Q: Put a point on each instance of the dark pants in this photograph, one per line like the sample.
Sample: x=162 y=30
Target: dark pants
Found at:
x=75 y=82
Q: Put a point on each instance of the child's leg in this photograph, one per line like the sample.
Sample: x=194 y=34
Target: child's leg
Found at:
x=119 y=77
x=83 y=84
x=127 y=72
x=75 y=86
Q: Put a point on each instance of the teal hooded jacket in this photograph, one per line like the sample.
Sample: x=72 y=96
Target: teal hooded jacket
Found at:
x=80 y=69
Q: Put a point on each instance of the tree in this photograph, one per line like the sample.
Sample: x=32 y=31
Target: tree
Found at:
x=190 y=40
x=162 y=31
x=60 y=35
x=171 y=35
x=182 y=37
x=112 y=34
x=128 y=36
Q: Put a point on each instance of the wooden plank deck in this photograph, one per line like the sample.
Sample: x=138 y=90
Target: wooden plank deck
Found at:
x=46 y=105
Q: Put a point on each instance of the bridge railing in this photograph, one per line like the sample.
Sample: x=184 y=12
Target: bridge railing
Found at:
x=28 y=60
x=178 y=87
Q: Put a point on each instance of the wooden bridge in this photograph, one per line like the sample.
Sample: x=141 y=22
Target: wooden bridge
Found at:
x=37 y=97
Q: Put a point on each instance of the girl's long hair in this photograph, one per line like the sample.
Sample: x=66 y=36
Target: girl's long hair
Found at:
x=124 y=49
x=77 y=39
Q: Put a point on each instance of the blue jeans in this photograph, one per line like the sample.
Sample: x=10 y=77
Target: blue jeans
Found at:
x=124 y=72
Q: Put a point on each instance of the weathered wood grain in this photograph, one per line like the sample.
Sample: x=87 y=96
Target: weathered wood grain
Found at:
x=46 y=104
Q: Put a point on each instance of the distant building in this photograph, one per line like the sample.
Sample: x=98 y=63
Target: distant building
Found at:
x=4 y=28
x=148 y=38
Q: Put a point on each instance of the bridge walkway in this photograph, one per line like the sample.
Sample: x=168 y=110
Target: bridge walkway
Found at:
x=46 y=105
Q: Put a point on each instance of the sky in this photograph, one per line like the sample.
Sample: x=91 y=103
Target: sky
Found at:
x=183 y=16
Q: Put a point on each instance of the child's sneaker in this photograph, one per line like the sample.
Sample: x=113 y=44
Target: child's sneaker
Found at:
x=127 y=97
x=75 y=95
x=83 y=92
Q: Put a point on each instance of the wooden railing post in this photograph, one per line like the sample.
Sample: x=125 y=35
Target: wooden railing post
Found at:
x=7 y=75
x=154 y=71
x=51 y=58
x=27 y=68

→ **Description of the task**:
Give the data again, exactly as it appears above.

→ **Response to the exercise**:
Q: Put a point on each instance of the dark pants in this photograph, one per line like the sample.
Sample: x=162 y=30
Target: dark pants
Found at:
x=75 y=82
Q: Put a point on each instance of the child's leg in this photograph, one per line like the sample.
Sample: x=194 y=34
Target: child's leg
Found at:
x=119 y=77
x=83 y=84
x=127 y=72
x=75 y=86
Q: Put a point on each instance of the teal hooded jacket in this photograph, one per line like the sample.
Sample: x=72 y=96
Target: teal hooded jacket
Found at:
x=80 y=69
Q: Put a point on each instance of the tree in this photograph, one per line like the sample.
Sample: x=32 y=31
Target: tree
Found at:
x=190 y=40
x=162 y=31
x=60 y=35
x=171 y=35
x=182 y=37
x=112 y=34
x=128 y=36
Q: Put a point on each instance of the wooden plank deck in this photograph, one per line like the sample.
Sample: x=138 y=90
Target: wooden plank deck
Found at:
x=46 y=105
Q: Put a point on each instance of the bridge railing in this photograph, one per line like the sample.
Sample: x=184 y=12
Target: bridge railing
Found at:
x=28 y=60
x=178 y=87
Q: Put a point on each instance of the wooden bridge in this photograph, one per line like the sample.
Sample: x=141 y=22
Target: wooden bridge
Found at:
x=37 y=97
Q: Put a point on each instance of the girl's long hair in this photograph, one per line like the sample.
Sample: x=66 y=36
Target: girl's long hair
Found at:
x=124 y=49
x=77 y=39
Q: Put a point on each instance of the blue jeans in this photograph, one per line like the sample.
Sample: x=10 y=77
Target: blue jeans
Found at:
x=124 y=72
Q: Put a point on each instance of the weathered wood grain in this photograph, one per line like the sample.
Sample: x=87 y=96
Target: weathered wood grain
Found at:
x=46 y=104
Q: Put a point on each instance of the distant building in this photograph, one per line like the sample.
Sample: x=98 y=63
Target: distant building
Found at:
x=4 y=28
x=148 y=38
Q: Put a point on each instance of the bridge walkway in this photograph, one per line like the sample.
Sample: x=168 y=110
Target: bridge walkway
Found at:
x=46 y=105
Q: Put a point on each instance of the sky in this photograph, one per line like the sample.
Sample: x=91 y=103
Target: sky
Found at:
x=183 y=16
Q: Put a point on each instance of the child's sneaker in this photograph, one per line like the sample.
Sample: x=113 y=44
Target: child's sneaker
Found at:
x=127 y=97
x=75 y=95
x=83 y=92
Q: Put a point on each instance of the wooden railing post in this photograph, one per line like the sample.
Sample: x=125 y=35
Target: wooden railing post
Found at:
x=7 y=75
x=154 y=71
x=51 y=58
x=27 y=68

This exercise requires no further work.